**Kaynak Metin**.
::::::::
İhsan Ata
Dostoyevski’nin Sibirya cezaevinden döndükten sonra yazdığı ustalık eseri sayılan “Suç ve Ceza” adlı romanı Deniz Şen Hamzaoğlu, Gülay Say ve Ömür Kayakırılmaz tarafından bu yıl kurulan Yabancı Sahne’de yerini alıyor. “Bireyin topluma, toplumun bireye yabancılaştığı bir zamanda” cümlesinden yola çıkarak Yabancı Sahne ismini alan topluluk ilk oyunları Suç ve Ceza ile klasik metinlere çağdaş yorumlar getirerek ekibin misyonunu oluşturmuşlar. “Eski metin yeni dramaturgi” düsturuyla tiyatronun temelini oluşturuyorlar. Deniz Şen Hamzaoğlu’nun uyarlayıp yönettiği ve oynadığı oyunda ona Gülay Say ve Ömür Kayakırılmaz eşlik ediyor.
Dünyanın en çok bilinen eserlerinden biri olan Suç ve Ceza’ya getirilen çağdaş dramaturgi ve yeni sahneleme tekniği sayesinde seyirciyi içine alan Yabancı Sahne,izleyenlerin algısını tamamen değiştiren bambaşka bir üsluba sahip. İşe, dekor ve aksesuardan sıyrılarak başlayan Yabancı Sahne, reji, performans ve dramaturgi masasına yüklenerekseyircinin arasında dolaşıyor.
Yabancı Sahne, sitesinde misyonunu: “Sanat ve sanatçı algısının tamamen değiştiği, sanatın bir gereksinim değil, entelektüel şımarıklık sayıldığı, toplumun bireye, bireyin topluma tamamen yabancılaştığı bir zamanda, Yabancı Sahne olarak, ilk oyunumuz “Suç ve Ceza”yı özellikle klasikleşmiş tiyatro ve edebiyat eserlerinin çağdaş yorumlarıyla perdesini açıyor. Temel düsturlarının eski metin, yeni dramaturgi kavramı, söz konusu yorumun temelini oluşturacak.” Şeklinde açıklıyor. (Kaynak: http://yabancisahne.com/ )
::::::::
Çıkarılan veri girdileri:
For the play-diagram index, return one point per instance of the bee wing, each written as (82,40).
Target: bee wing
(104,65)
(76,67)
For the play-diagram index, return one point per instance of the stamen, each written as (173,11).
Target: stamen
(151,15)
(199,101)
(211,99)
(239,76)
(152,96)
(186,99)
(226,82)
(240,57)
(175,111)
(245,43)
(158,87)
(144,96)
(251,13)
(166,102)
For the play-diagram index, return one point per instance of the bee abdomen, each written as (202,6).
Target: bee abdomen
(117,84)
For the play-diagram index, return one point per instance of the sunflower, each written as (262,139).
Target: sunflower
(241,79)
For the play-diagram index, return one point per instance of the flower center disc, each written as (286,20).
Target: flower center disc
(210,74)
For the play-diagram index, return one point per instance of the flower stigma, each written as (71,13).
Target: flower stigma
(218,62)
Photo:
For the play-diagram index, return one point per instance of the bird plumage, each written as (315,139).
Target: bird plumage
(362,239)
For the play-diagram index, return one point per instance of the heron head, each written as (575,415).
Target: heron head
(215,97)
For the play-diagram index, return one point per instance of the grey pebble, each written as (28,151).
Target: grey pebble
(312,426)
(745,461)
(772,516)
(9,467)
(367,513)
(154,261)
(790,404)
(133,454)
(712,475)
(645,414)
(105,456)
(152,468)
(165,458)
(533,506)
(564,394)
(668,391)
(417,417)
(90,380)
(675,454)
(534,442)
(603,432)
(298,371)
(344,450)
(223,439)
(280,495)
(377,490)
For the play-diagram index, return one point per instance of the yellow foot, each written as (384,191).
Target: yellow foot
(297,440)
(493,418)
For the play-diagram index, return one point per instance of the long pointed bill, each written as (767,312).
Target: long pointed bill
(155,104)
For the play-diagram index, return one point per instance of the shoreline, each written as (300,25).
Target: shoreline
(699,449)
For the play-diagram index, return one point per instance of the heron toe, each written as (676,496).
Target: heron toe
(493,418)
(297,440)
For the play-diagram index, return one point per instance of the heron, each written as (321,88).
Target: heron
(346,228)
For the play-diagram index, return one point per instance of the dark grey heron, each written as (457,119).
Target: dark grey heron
::::::::
**Alıştırma Görevleri**.
a - Yabancı Sahne yazısına göre şunları yanıtlayın:
(i) Yabancı Sahne'yi kimler kurdu?
(ii) Topluluğun düsturu hangi sözlerle ifade ediliyor?
(iii) Yabancı Sahne işe nelerden sıyrılarak başlıyor?
b - Girdilerde "written as (676,496)." ifadesini içeren satırdan girdilerin sonuna kadar uzanan bölümü, iki uç da dahil, aynen yeniden yazın.
Metin ile girdiler farklı kaynaklardan alınmıştır.

**Cevap Anahtarı**.
a -
(i) Deniz Şen Hamzaoğlu, Gülay Say ve Ömür Kayakırılmaz.
(ii) "Eski metin yeni dramaturgi."
(iii) Dekor ve aksesuardan.

b -
For the play-diagram index, return one point per instance of the heron toe, each written as (676,496).
Target: heron toe
(493,418)
(297,440)
For the play-diagram index, return one point per instance of the heron, each written as (321,88).
Target: heron
(346,228)
For the play-diagram index, return one point per instance of the dark grey heron, each written as (457,119).
Target: dark grey heron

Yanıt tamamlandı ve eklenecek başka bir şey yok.